QUOTED TEXT
------------------------------------------------

This DTC indicates the airbag control unit (SRS ECU) detects a 0-ohm resistance in the left rear seatbelt pretensioner circuit, indicating a Short to Ground fault — Seal U
This DTC indicates the airbag control unit (SRS ECU) detects a 0-ohm resistance in the left rear seatbelt pretensioner circuit, indicating a Short to Ground fault.
As a pyrotechnic actuator, the pretensioner normally has a resistance of 2.0Ω-3.0Ω (depending on the vehicle model, typically 2.2Ω±0.3Ω).
A 0-ohm resistance means current returns directly to ground without passing through the load.
The SRS system identifies the pretensioner circuit as faulty.
During a collision, the pretensioner may fail to activate and tighten the seatbelt, severely compromising occupant protection.
This is a hard fault.
Once confirmed, the system continuously illuminates the airbag warning light.
Disconnecting the power usually fails to clear this fault.
- 1Pretensioner body internal short circuit: Moisture, aging, or manufacturing defects cause an internal short circuit between the two terminals of the seat belt pretensioner squib.
- 2Physical damage to the wiring harness: The seat slide rail crushes or chafes the left rear floor wiring harness or under-seat wiring harness, damaging the wire insulation and causing contact with the vehicle body metal.

------------------------------------------------

DATASET CONTENT
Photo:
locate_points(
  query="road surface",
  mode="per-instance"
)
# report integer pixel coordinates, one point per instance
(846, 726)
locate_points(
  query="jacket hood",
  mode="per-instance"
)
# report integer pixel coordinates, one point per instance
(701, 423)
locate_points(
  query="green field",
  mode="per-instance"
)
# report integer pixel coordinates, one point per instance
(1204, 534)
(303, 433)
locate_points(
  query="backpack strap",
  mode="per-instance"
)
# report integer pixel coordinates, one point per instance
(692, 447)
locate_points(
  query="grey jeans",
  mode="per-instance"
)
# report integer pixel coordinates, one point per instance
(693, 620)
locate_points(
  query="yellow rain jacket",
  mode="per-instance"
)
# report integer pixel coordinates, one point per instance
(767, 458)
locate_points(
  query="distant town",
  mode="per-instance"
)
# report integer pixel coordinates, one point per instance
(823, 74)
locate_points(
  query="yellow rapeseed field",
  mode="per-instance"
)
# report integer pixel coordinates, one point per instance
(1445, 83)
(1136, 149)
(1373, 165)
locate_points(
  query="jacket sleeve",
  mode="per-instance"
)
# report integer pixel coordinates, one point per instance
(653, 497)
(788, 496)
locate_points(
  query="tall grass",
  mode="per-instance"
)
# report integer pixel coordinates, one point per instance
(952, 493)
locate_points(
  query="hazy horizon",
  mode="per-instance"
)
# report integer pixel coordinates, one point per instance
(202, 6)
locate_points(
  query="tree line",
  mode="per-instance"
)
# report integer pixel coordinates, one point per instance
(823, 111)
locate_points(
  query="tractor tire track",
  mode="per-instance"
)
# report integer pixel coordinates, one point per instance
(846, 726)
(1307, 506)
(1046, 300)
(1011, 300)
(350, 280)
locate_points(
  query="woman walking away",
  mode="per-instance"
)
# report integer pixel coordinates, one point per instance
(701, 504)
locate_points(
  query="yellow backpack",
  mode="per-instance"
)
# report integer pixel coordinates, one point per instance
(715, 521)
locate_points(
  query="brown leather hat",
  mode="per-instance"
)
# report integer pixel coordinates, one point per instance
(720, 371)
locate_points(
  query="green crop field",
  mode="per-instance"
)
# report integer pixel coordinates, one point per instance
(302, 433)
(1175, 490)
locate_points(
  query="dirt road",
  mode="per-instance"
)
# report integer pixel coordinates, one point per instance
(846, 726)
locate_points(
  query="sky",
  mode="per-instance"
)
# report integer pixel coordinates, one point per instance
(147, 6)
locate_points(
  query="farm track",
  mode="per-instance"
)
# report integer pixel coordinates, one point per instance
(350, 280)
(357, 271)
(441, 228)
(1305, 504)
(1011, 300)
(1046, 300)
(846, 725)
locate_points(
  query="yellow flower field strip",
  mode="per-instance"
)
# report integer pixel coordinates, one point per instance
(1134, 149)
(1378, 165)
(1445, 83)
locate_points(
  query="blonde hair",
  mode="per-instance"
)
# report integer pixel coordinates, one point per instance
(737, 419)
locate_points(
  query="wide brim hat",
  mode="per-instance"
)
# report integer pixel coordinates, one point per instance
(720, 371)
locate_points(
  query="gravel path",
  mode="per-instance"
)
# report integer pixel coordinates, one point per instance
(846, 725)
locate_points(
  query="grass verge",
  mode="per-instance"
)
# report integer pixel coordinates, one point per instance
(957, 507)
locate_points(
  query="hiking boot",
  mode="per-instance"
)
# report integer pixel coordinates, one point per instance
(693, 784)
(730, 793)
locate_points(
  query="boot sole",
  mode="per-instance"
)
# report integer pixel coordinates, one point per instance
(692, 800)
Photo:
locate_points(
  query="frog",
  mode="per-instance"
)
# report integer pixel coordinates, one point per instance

------------------------------------------------

PROBLEM DETAILS
According to the seatbelt pretensioner fault-code text, what does the system do once this fault is confirmed? Rely only on the text about the seatbelt pretensioner fault code; the material plays no part here.

EXPECTED ANSWER
It continuously illuminates the airbag warning light.